WRITTEN REQUEST :: Copy the records word for word, from the start of the records through the line containing "325], [240, 315]]", including both ends. Leave the pictures out of your copy.

PROVIDED RECORDS ::
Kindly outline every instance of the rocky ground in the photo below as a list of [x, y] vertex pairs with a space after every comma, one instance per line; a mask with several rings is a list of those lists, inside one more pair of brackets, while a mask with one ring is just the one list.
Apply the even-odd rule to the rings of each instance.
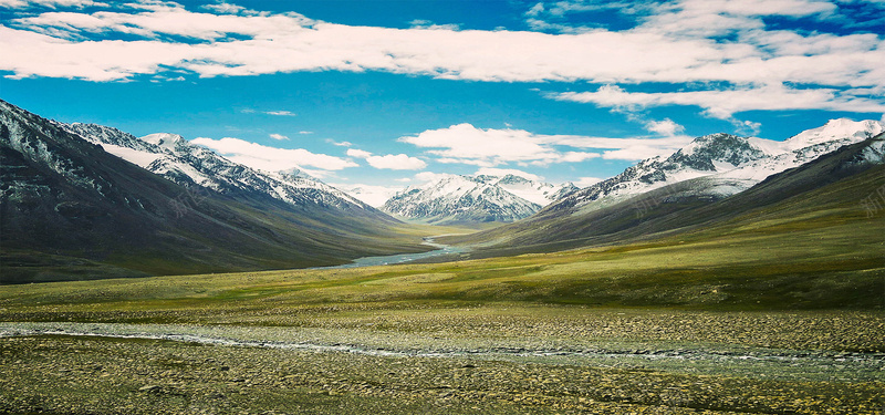
[[0, 413], [878, 414], [885, 405], [878, 314], [529, 311], [340, 312], [288, 326], [0, 323]]

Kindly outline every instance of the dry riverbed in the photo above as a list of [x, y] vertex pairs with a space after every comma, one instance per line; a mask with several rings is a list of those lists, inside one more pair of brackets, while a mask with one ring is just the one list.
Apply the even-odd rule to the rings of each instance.
[[0, 323], [0, 413], [876, 414], [885, 404], [881, 313], [301, 310], [275, 325], [240, 315]]

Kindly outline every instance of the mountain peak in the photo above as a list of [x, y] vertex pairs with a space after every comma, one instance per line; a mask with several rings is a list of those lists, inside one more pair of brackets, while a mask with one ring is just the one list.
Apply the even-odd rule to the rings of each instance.
[[382, 207], [391, 214], [434, 224], [513, 221], [525, 218], [576, 188], [503, 175], [439, 175], [409, 186]]
[[833, 141], [862, 141], [876, 136], [884, 131], [885, 123], [881, 121], [836, 118], [830, 120], [826, 124], [818, 128], [803, 131], [788, 138], [784, 144], [789, 149], [799, 149]]
[[169, 133], [154, 133], [148, 134], [140, 139], [145, 143], [150, 143], [155, 146], [159, 146], [162, 148], [166, 148], [168, 151], [175, 152], [175, 147], [179, 144], [187, 144], [185, 137], [178, 134], [169, 134]]

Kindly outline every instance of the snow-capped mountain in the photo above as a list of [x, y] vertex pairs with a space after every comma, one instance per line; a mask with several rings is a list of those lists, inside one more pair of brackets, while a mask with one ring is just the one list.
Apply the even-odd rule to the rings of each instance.
[[878, 121], [840, 118], [783, 142], [730, 134], [705, 135], [668, 157], [644, 159], [615, 177], [573, 193], [550, 208], [601, 208], [691, 179], [694, 196], [721, 198], [883, 131], [885, 123]]
[[294, 206], [320, 205], [337, 209], [372, 210], [369, 206], [298, 170], [262, 172], [233, 163], [191, 144], [176, 134], [135, 137], [94, 124], [59, 125], [106, 152], [144, 167], [185, 187], [199, 185], [225, 195], [269, 196]]
[[61, 124], [2, 100], [0, 183], [0, 283], [317, 267], [428, 249], [392, 229], [400, 222], [391, 216], [298, 172], [257, 172], [175, 135]]
[[525, 177], [516, 175], [506, 175], [503, 177], [497, 176], [480, 176], [487, 180], [494, 183], [502, 189], [517, 195], [525, 200], [541, 206], [546, 206], [552, 201], [556, 201], [572, 191], [577, 190], [577, 186], [565, 183], [562, 185], [552, 185], [544, 181], [531, 180]]
[[534, 215], [570, 190], [576, 187], [553, 186], [514, 175], [442, 175], [397, 193], [382, 210], [430, 224], [509, 222]]

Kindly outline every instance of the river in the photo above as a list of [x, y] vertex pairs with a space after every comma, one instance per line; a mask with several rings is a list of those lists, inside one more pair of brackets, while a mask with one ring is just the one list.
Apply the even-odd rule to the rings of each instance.
[[427, 252], [417, 252], [417, 253], [397, 253], [397, 255], [387, 255], [387, 256], [379, 256], [379, 257], [362, 257], [354, 259], [351, 263], [344, 263], [341, 266], [331, 266], [331, 267], [316, 267], [312, 269], [341, 269], [341, 268], [360, 268], [360, 267], [374, 267], [374, 266], [389, 266], [394, 263], [404, 263], [416, 261], [419, 259], [427, 259], [433, 257], [439, 257], [444, 255], [450, 253], [462, 253], [467, 252], [469, 249], [464, 247], [452, 247], [445, 243], [436, 242], [436, 238], [446, 237], [450, 235], [436, 235], [433, 237], [425, 237], [424, 242], [421, 245], [427, 245], [430, 247], [436, 248], [435, 250], [427, 251]]

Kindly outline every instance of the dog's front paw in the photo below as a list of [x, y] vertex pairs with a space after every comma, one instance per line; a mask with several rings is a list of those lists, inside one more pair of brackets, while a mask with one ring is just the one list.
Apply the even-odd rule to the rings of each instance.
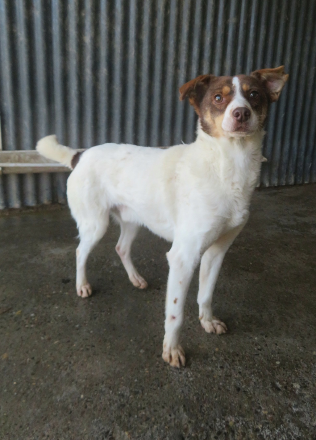
[[176, 345], [172, 348], [165, 343], [163, 345], [162, 359], [169, 363], [171, 367], [176, 367], [180, 368], [185, 365], [185, 355], [183, 348], [181, 345]]
[[92, 289], [91, 286], [88, 282], [83, 286], [81, 286], [77, 288], [77, 295], [81, 298], [88, 298], [88, 297], [91, 296], [92, 293]]
[[142, 276], [140, 276], [139, 274], [133, 274], [129, 279], [133, 285], [135, 286], [136, 287], [139, 287], [140, 289], [146, 289], [148, 287], [148, 285], [147, 282], [144, 279]]
[[216, 334], [222, 334], [227, 331], [227, 327], [224, 323], [217, 319], [213, 316], [210, 321], [204, 319], [203, 318], [200, 320], [201, 325], [207, 333], [216, 333]]

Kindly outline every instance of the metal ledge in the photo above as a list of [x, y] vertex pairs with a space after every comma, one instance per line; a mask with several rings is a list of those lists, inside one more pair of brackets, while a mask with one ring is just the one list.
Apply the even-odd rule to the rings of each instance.
[[[74, 153], [84, 150], [73, 149]], [[41, 156], [36, 150], [0, 150], [0, 174], [70, 172], [66, 165]]]

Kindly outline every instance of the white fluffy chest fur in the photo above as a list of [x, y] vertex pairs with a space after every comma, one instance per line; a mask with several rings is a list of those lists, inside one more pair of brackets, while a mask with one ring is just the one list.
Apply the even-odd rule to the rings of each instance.
[[83, 187], [101, 210], [118, 210], [124, 220], [169, 241], [179, 228], [206, 236], [212, 231], [213, 239], [247, 216], [262, 138], [258, 133], [242, 140], [219, 139], [199, 128], [193, 143], [166, 150], [94, 147], [70, 176], [68, 192], [76, 192], [80, 179], [84, 182], [78, 197], [82, 199]]

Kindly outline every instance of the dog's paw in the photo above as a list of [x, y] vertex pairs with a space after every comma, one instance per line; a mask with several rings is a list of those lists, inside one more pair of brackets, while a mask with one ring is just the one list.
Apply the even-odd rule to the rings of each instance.
[[201, 326], [207, 333], [222, 334], [222, 333], [226, 333], [227, 331], [226, 324], [215, 317], [213, 317], [211, 321], [202, 318], [200, 322]]
[[81, 298], [88, 298], [88, 297], [91, 296], [92, 293], [92, 289], [88, 282], [84, 286], [77, 287], [77, 295]]
[[133, 285], [139, 289], [146, 289], [148, 286], [147, 282], [139, 274], [133, 274], [129, 279]]
[[173, 348], [168, 346], [166, 344], [164, 344], [162, 359], [171, 367], [176, 367], [177, 368], [185, 365], [185, 355], [180, 345], [176, 345]]

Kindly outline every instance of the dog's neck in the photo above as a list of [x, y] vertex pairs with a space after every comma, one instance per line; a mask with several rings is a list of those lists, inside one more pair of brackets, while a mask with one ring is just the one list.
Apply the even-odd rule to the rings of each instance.
[[243, 138], [215, 137], [202, 129], [199, 121], [195, 143], [209, 151], [213, 169], [221, 184], [230, 188], [233, 182], [250, 200], [260, 174], [264, 134], [262, 130]]
[[262, 145], [262, 140], [265, 136], [265, 132], [262, 129], [260, 132], [245, 137], [234, 138], [221, 136], [216, 137], [210, 136], [203, 130], [199, 118], [198, 121], [197, 130], [197, 141], [199, 139], [204, 142], [209, 143], [210, 145], [216, 146], [226, 145], [245, 148], [246, 146], [250, 147], [253, 150], [253, 152], [261, 150]]

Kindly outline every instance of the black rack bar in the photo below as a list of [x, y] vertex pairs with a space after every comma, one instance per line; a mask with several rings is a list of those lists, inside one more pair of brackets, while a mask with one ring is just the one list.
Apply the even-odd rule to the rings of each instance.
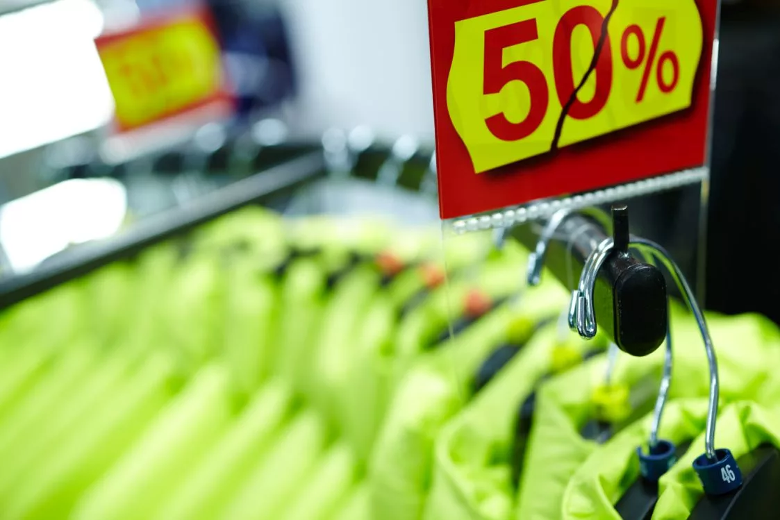
[[88, 242], [50, 259], [35, 271], [0, 281], [0, 309], [83, 276], [143, 249], [254, 202], [292, 193], [323, 175], [321, 152], [314, 152], [204, 195], [186, 205], [144, 218], [106, 240]]

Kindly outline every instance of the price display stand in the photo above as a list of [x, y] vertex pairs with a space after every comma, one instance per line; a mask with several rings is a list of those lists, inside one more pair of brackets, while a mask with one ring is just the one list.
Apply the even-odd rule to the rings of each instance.
[[[486, 380], [525, 381], [502, 405], [516, 417], [494, 412], [469, 438], [494, 450], [491, 471], [511, 466], [516, 518], [557, 518], [577, 465], [563, 459], [658, 409], [663, 363], [642, 362], [671, 349], [670, 297], [703, 302], [718, 1], [428, 0], [428, 13], [445, 256], [485, 252], [448, 272], [449, 380], [473, 409], [498, 399]], [[468, 327], [462, 286], [491, 310]], [[478, 371], [463, 343], [485, 344]], [[514, 438], [488, 433], [512, 423]], [[548, 510], [523, 509], [537, 502]]]
[[[643, 232], [669, 235], [658, 222], [681, 211], [666, 227], [685, 227], [695, 249], [716, 0], [429, 0], [428, 10], [448, 232], [640, 197]], [[675, 199], [686, 207], [658, 209]]]
[[102, 34], [95, 45], [114, 97], [112, 142], [169, 146], [232, 115], [220, 42], [206, 8], [155, 15]]

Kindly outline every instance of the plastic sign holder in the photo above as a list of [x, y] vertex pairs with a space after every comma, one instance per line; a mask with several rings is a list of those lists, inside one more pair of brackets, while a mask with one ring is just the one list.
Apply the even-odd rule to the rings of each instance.
[[[428, 0], [428, 9], [443, 219], [706, 178], [717, 0]], [[618, 197], [605, 192], [602, 202]]]
[[199, 111], [232, 110], [220, 45], [205, 9], [179, 11], [95, 41], [119, 133]]

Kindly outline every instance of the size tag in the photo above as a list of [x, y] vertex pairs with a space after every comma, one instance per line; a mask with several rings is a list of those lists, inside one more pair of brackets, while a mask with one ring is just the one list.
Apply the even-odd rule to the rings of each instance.
[[204, 12], [103, 36], [95, 44], [114, 95], [119, 131], [212, 103], [229, 104], [219, 44]]
[[444, 218], [700, 166], [715, 0], [429, 0]]

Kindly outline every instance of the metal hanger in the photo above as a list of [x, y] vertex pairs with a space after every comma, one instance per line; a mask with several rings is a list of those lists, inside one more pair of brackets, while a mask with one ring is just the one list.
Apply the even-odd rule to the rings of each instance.
[[[595, 336], [597, 326], [593, 303], [593, 292], [595, 285], [594, 273], [606, 261], [607, 257], [613, 249], [623, 251], [627, 250], [629, 246], [636, 247], [647, 254], [651, 255], [658, 262], [664, 264], [678, 285], [683, 300], [690, 309], [697, 321], [704, 343], [710, 373], [710, 390], [704, 441], [705, 451], [695, 459], [693, 469], [702, 483], [704, 492], [708, 496], [718, 497], [732, 493], [742, 486], [743, 476], [739, 465], [734, 459], [731, 451], [726, 448], [716, 449], [714, 447], [719, 383], [717, 358], [707, 322], [685, 276], [668, 253], [651, 240], [629, 235], [627, 211], [627, 208], [625, 207], [613, 208], [613, 218], [615, 220], [615, 237], [604, 239], [599, 244], [591, 257], [588, 259], [587, 268], [583, 271], [578, 288], [573, 293], [572, 303], [569, 307], [569, 325], [586, 339]], [[668, 343], [667, 360], [665, 363], [665, 385], [668, 384], [672, 374], [670, 356], [671, 342]], [[651, 433], [650, 453], [644, 454], [641, 447], [637, 448], [643, 476], [648, 479], [657, 480], [660, 478], [674, 463], [676, 456], [674, 445], [669, 441], [658, 440], [657, 437], [661, 415], [668, 397], [666, 389], [668, 389], [668, 386], [662, 384], [654, 415], [653, 430], [654, 434]], [[656, 441], [654, 448], [653, 446], [654, 437]]]

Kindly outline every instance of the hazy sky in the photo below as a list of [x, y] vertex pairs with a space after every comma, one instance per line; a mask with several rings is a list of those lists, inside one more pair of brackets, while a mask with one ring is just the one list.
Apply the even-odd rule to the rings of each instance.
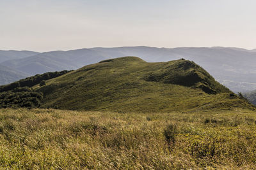
[[255, 0], [0, 0], [0, 49], [256, 48]]

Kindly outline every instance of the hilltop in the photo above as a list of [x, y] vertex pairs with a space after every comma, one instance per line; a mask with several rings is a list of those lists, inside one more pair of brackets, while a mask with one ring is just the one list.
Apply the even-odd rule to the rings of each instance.
[[[1, 53], [6, 57], [1, 58]], [[147, 62], [166, 62], [184, 58], [203, 67], [218, 81], [234, 92], [256, 89], [256, 74], [254, 71], [256, 53], [255, 50], [238, 48], [166, 48], [141, 46], [83, 48], [43, 53], [0, 51], [0, 65], [33, 76], [46, 72], [77, 69], [100, 60], [124, 56], [140, 56]], [[10, 79], [12, 81], [0, 81], [0, 85], [19, 80], [14, 76], [13, 79]]]
[[[26, 90], [32, 98], [20, 102], [24, 106], [61, 110], [144, 113], [252, 108], [198, 65], [184, 59], [147, 62], [125, 57], [60, 75], [44, 84], [33, 83], [32, 89]], [[12, 85], [15, 83], [20, 84]], [[12, 96], [24, 89], [12, 87], [4, 86], [12, 95], [2, 93], [2, 107], [13, 103], [20, 106]]]

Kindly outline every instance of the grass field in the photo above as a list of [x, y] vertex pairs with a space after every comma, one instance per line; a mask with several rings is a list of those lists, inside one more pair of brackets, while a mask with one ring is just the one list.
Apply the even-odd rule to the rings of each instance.
[[1, 109], [0, 167], [255, 169], [256, 114]]

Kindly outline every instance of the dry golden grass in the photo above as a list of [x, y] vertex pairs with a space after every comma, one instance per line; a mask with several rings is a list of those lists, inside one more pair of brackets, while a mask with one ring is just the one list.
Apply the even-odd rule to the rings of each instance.
[[3, 109], [0, 167], [255, 169], [255, 113], [243, 110], [146, 114]]

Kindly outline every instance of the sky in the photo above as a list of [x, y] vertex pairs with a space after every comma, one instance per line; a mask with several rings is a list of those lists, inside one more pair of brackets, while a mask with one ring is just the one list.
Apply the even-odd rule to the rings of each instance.
[[255, 0], [0, 0], [0, 50], [256, 48]]

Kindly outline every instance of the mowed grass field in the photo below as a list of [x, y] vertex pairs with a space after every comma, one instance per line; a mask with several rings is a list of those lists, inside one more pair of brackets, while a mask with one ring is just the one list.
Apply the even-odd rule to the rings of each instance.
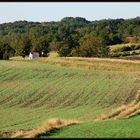
[[[139, 71], [139, 63], [94, 59], [0, 61], [0, 131], [33, 129], [52, 118], [83, 121], [109, 114], [135, 98], [140, 87]], [[61, 128], [51, 136], [137, 137], [139, 120], [137, 116], [128, 120], [88, 122]], [[134, 129], [128, 129], [131, 124]]]

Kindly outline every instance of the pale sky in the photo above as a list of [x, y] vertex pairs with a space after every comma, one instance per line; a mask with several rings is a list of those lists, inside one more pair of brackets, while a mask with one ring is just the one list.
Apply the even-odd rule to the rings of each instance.
[[0, 23], [60, 21], [83, 17], [89, 21], [140, 16], [140, 2], [0, 2]]

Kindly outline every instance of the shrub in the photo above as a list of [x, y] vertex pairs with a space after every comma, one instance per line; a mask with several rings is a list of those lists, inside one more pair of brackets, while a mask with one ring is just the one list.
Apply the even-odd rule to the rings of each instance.
[[134, 50], [139, 50], [139, 49], [140, 49], [140, 44], [138, 44], [134, 47]]
[[130, 46], [123, 46], [122, 48], [121, 48], [121, 51], [122, 52], [124, 52], [124, 51], [131, 51], [132, 50], [132, 48], [130, 47]]
[[131, 50], [135, 50], [135, 47], [136, 47], [135, 44], [130, 45]]
[[3, 54], [3, 59], [4, 59], [4, 60], [9, 60], [9, 53], [6, 53], [6, 52], [5, 52], [5, 53]]
[[121, 53], [110, 53], [110, 57], [120, 57]]

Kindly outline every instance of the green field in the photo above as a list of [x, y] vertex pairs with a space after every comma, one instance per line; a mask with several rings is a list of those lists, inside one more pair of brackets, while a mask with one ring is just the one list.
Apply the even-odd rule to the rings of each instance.
[[[88, 70], [45, 61], [0, 61], [0, 131], [32, 129], [51, 118], [90, 120], [135, 98], [140, 64], [92, 62]], [[137, 137], [139, 120], [138, 116], [67, 126], [51, 137]]]

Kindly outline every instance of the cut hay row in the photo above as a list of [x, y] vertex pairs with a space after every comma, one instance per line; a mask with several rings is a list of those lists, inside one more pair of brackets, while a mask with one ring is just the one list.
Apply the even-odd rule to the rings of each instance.
[[36, 138], [42, 133], [49, 132], [55, 128], [61, 128], [64, 126], [74, 125], [78, 124], [80, 122], [76, 120], [62, 120], [62, 119], [50, 119], [47, 122], [43, 122], [40, 126], [37, 128], [34, 128], [32, 130], [17, 130], [13, 132], [3, 132], [1, 133], [1, 137], [6, 138]]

COMPLETED EXERCISE ::
Kindly outline every instance of the rocky ground in the photo below as a list of [x, y] vertex pairs with a space after every comma, one instance per line; a mask with several rings is a list of those lists, inside one more pair of brackets, while a mask with one ring is just the one list.
Apply the even-odd rule to the rings of each instance.
[[0, 413], [878, 414], [885, 405], [878, 314], [529, 311], [340, 312], [288, 326], [0, 323]]

Kindly outline every instance of the dry riverbed in the photo above as a list of [x, y] vertex pairs with a space after every comma, one instance per line; a mask with several rings is a list of those lists, inside one more pair of brackets, while a mask with one ring is just the one list.
Apply the even-odd rule to the rings of each instance.
[[0, 323], [0, 413], [876, 414], [885, 404], [881, 313], [301, 310], [275, 325], [240, 315]]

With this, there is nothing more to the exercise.